## Entries from an annotation dataset
──────

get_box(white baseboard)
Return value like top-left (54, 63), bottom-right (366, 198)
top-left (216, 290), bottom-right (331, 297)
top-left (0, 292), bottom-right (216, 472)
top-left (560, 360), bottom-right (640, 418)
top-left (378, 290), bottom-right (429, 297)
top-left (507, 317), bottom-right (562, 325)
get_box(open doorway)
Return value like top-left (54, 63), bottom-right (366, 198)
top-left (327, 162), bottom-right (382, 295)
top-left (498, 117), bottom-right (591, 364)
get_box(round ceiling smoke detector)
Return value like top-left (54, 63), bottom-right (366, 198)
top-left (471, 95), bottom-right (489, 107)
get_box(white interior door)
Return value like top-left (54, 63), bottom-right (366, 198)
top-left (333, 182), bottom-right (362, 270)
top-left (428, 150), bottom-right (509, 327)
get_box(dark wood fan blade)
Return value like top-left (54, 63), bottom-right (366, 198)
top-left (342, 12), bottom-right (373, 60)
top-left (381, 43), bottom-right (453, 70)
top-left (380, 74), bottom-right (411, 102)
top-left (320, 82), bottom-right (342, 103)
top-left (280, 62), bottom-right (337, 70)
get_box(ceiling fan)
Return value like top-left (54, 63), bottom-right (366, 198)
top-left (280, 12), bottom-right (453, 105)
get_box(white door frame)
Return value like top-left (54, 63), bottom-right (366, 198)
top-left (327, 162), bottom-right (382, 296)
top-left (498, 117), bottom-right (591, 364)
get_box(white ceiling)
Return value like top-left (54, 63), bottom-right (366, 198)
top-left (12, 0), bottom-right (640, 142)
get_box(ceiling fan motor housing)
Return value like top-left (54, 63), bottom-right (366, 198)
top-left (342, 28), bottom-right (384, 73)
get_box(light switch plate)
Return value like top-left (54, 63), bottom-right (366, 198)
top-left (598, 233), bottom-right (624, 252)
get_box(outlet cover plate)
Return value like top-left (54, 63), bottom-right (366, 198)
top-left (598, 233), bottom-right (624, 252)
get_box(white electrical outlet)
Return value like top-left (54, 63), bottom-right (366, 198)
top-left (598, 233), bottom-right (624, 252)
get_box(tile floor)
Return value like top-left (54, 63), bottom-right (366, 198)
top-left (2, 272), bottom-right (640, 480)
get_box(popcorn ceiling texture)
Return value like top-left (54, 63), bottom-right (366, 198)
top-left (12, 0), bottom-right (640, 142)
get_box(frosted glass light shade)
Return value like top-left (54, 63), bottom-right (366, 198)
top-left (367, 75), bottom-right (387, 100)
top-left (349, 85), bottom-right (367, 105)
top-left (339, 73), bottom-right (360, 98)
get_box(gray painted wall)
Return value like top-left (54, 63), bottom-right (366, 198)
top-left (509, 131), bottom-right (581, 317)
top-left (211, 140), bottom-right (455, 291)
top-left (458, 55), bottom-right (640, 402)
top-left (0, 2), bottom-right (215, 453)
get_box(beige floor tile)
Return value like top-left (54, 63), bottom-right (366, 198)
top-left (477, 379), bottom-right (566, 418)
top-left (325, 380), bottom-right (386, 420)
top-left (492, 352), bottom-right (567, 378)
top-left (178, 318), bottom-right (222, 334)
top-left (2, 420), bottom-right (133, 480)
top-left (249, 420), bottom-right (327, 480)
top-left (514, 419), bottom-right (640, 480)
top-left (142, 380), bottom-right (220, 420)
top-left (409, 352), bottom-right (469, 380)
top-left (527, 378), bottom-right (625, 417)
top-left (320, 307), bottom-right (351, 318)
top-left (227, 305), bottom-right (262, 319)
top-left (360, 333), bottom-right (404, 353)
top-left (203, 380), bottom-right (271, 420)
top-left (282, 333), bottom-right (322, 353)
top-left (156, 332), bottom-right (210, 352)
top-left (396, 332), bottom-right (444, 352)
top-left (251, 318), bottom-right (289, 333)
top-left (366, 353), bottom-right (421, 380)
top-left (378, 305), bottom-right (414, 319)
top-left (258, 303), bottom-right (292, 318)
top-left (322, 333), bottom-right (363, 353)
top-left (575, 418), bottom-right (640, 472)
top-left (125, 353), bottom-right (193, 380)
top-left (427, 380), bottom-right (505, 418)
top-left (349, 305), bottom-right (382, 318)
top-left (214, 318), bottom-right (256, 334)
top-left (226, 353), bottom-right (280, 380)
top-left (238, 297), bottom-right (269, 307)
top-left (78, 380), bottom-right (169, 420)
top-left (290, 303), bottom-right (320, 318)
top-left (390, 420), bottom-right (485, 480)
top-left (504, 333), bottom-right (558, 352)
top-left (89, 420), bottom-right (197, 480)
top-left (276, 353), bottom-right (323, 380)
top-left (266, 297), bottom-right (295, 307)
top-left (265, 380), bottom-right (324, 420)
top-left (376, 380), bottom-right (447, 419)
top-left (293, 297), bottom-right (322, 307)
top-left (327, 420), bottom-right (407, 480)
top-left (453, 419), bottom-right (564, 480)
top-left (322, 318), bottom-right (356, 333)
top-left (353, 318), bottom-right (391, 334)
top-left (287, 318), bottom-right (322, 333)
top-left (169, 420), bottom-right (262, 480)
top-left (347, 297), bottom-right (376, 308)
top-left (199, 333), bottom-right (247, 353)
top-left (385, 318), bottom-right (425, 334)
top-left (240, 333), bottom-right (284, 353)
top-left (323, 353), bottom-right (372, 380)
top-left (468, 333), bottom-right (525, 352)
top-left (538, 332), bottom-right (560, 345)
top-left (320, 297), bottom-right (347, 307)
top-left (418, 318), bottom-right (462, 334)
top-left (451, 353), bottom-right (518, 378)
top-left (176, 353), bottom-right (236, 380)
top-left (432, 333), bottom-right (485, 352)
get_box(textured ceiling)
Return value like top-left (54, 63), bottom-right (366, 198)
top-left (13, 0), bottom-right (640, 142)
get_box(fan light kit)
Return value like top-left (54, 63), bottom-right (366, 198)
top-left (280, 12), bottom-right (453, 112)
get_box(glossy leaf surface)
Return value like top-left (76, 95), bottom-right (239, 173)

──────

## Stated exercise
Report how many lines of the items above contain the string "tile". Give only the number.

## Exercise solution
2